* [EXERCISE DESCRIPTION]
Check every line below for the string "damaged". Copy the ones that have it.

···

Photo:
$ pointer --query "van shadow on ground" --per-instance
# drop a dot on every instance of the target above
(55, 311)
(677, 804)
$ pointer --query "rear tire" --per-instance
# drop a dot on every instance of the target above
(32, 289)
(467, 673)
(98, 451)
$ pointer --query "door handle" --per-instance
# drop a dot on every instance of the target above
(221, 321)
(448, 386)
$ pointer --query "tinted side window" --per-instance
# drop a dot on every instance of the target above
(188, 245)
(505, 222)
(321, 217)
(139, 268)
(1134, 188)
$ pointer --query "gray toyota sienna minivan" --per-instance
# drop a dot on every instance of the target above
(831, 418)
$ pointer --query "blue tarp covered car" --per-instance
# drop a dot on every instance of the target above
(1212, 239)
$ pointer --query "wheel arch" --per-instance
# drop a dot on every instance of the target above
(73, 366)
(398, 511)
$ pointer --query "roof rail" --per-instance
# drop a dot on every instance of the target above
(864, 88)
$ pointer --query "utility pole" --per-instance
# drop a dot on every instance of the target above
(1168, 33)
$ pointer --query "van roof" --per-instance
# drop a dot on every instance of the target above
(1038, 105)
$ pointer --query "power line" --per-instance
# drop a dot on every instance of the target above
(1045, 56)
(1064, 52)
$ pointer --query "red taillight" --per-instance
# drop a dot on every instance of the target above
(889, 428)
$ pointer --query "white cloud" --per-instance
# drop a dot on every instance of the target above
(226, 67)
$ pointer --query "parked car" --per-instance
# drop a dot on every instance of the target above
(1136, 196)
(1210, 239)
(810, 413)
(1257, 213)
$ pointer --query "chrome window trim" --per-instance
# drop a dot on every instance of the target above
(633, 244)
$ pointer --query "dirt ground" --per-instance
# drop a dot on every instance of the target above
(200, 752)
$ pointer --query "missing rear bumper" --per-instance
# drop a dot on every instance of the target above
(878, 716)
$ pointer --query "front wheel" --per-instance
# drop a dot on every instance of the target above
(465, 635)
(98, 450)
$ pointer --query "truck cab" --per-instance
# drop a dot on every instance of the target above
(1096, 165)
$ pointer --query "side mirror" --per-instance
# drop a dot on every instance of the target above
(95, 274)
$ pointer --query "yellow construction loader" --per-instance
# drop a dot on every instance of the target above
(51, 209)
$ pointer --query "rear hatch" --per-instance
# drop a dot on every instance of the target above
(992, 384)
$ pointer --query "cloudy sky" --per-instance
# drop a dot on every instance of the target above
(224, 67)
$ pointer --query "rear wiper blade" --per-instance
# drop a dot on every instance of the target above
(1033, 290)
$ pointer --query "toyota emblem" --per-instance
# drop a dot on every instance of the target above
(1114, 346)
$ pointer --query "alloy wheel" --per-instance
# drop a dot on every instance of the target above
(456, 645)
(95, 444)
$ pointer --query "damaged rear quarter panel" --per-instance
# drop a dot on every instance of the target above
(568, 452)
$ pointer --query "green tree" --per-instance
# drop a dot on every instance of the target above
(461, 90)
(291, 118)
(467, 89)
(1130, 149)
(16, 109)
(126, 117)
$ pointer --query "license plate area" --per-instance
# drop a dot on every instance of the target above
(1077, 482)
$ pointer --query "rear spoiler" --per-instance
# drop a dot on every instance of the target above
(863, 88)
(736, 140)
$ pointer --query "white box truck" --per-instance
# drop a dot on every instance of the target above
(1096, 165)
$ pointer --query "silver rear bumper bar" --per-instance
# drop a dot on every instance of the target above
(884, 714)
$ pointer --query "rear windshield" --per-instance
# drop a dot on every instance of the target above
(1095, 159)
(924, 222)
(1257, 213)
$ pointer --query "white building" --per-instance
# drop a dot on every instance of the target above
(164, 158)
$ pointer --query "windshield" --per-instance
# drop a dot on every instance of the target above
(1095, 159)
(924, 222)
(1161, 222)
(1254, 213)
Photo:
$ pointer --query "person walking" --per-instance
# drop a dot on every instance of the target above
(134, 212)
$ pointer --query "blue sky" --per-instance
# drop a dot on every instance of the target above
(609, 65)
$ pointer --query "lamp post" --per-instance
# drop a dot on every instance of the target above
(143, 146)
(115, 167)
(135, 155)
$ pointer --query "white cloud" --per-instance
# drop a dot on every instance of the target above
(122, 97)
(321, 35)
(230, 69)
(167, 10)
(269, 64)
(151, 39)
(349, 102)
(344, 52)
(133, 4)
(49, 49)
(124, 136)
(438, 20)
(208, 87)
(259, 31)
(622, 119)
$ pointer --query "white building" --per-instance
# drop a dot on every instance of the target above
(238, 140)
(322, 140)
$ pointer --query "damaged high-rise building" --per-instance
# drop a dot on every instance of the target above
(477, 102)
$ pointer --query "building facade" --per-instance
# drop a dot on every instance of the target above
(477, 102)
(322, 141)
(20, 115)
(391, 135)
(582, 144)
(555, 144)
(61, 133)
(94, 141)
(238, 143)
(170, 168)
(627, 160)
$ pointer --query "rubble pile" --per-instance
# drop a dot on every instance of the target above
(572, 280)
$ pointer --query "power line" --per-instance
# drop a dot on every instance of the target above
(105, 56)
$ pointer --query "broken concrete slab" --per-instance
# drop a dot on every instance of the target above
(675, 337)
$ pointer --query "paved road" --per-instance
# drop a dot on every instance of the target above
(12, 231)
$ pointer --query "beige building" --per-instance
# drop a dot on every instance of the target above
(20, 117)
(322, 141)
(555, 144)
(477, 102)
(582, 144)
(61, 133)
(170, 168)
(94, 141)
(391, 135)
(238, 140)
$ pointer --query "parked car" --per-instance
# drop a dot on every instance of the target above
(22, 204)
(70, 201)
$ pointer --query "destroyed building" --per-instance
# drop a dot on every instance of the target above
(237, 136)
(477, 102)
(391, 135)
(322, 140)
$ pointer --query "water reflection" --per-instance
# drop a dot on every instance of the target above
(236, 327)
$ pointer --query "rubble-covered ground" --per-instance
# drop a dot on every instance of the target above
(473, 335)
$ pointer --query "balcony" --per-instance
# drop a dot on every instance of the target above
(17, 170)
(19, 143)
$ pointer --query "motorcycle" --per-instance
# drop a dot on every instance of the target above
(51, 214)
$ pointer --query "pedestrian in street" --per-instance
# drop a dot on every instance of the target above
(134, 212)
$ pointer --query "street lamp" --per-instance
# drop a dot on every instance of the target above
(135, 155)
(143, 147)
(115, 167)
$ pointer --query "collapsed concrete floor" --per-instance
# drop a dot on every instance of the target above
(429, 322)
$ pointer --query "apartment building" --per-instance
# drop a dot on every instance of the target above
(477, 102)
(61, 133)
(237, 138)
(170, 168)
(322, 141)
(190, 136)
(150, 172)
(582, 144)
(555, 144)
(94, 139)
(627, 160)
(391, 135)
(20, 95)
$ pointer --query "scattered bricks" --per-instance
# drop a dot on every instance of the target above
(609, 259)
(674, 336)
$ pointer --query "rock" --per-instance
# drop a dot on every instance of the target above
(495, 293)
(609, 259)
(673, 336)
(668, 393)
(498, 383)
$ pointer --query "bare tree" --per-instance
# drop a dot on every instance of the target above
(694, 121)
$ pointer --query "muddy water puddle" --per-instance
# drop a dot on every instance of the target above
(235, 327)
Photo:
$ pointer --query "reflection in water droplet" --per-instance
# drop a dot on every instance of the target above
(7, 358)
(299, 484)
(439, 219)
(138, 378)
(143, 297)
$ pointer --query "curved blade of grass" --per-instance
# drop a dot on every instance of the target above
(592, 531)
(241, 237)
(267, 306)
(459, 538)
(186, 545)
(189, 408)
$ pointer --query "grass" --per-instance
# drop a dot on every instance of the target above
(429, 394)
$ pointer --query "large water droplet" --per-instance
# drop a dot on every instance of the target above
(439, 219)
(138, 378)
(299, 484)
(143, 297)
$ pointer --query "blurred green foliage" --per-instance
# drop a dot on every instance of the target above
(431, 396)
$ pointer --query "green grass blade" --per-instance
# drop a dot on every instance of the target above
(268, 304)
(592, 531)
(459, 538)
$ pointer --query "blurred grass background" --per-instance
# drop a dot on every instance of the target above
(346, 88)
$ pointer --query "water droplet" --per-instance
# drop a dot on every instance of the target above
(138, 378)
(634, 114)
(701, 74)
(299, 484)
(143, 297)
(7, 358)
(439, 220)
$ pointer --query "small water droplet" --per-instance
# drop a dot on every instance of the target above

···

* [SOLUTION FOR THIS PROBLEM]
$ pointer --query "damaged rear quarter panel" --per-instance
$ pointer --query "damaged high-rise building" --per-instance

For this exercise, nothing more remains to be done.